→ **BRANO DI LETTURA**
----

Il ministro Faeser annuncia scuole e giovani pronti alla guerra: un tradimento della pace mentre la Germania si riarma
In Germania, il Ministro dell’Interno Nancy Faeser ha recentemente rilasciato dichiarazioni capaci di far raggelare il sangue anche dei più imperturbabili: le scuole devono preparare i giovani alla guerra.
Non parliamo esclusivamente di una semplice misura di protezione civile, ma di un colpo alla flebile speranza che le nuove generazioni potessero vivere lontane dall’ombra dei conflitti che hanno caratterizzato la recente storia tedesca; è l’ammissione che l’infanzia può essere trasformata in anticamera del fronte, che l’innocenza può essere assoggettata alle regole della paura.
Con 500 miliardi destinati al riarmo e una base militare permanente in Lituania – la prima oltre confine dal 1945 – la Germania pare strappare con rabbia le pagine della propria memoria collettiva; quel “mai più” sussurrato tra i reticolati di Dachau, quel senso di colpa trasformato in impegno pacifista si dissolve come fumo al vento dinanzi all’incubo di una nuova guerra.

----

→ **ELENCO DEI DATI**
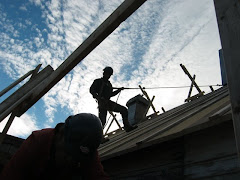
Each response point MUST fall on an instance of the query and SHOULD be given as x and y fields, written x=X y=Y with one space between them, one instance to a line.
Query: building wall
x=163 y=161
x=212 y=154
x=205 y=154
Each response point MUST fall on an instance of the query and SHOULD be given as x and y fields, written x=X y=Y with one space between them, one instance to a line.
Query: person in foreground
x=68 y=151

----

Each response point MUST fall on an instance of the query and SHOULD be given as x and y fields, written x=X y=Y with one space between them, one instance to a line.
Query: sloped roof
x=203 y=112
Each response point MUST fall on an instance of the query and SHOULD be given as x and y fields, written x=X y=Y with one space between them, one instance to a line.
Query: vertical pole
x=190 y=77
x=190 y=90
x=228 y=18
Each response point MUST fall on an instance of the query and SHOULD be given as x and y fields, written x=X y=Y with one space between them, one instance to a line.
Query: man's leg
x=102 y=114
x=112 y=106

----

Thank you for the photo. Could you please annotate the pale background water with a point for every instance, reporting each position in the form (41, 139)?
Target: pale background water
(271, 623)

----

→ **PARTI DELL'ESERCIZIO**
a. Traduci in inglese questa frase del brano sul riarmo tedesco: "In Germania, il Ministro dell’Interno Nancy Faeser ha recentemente rilasciato dichiarazioni capaci di far raggelare il sangue anche dei più imperturbabili: le scuole devono preparare i giovani alla guerra."
b. Rispondi in base al brano sul riarmo tedesco.
(i) Quale carica ricopre Nancy Faeser?
(ii) Quanti miliardi sono destinati al riarmo?
(iii) In quale paese si trova la base militare permanente?
c. Prosegui il brano sul riarmo tedesco dopo l'ultima frase riportata.
Il materiale non serve per svolgere l'esercizio.

→ **RISPOSTE ATTESE**
a. In Germany, Interior Minister Nancy Faeser has recently made statements capable of chilling the blood of even the most unflappable: schools must prepare young people for war.

b.
(i) Ministro dell’Interno.
(ii) 500 miliardi.
(iii) In Lituania.

c.
La voce impersonale e asettica della burocrazia non riesce a celare l’angoscia crescente: stiamo dicendo ai bambini che la guerra non è più una minaccia remota, un timore ormai sorpassato, ma una lezione da imparare tra i banchi, un’esercitazione da interiorizzare, un trauma da preventivare.
Come se i rifugi antiaerei ritornassero nei programmi scolastici, come se le bombe fossero già in viaggio, come se il futuro fosse stato già scritto in modo incontrovertibile in un linguaggio costituito da armi, allarmi e sacchi di sabbia, e anche se sirene non squillano ancora, nel silenzio si avverte il peso dei passi che avanzano, pesanti, metallici, antichi.
Germania tra guerra nelle scuole e giovani armati: fantasmi che riappaiono
C’è qualcosa di profondamente straziante, quasi insopportabile, nel vedere una generazione crescere con l’idea che l’allarme sicurezza sia la nuova normalità: un tempo si costruivano sogni e desideri tra i banchi di scuola, oggi si insegnano scenari di sopravvivenza.
La Bundeswehr, per anni simbolo di un esercito docile, controllato, ora si mostra armata fino ai denti: droni kamikaze, missili intelligenti, brigate corazzate che si muovono con meccanica e scrupolosa efficienza; il Ministro Faeser lo etichetta come “prevenzione”, come se si potesse proteggere un bambino privandolo della sua serenità, ma chi prepara un bambino alla guerra non solo lo sottrae dall’infanzia, ma gli infonde anche l’idea che il mondo sia un luogo buio e ostile, dove sopravvivere vale più che vivere.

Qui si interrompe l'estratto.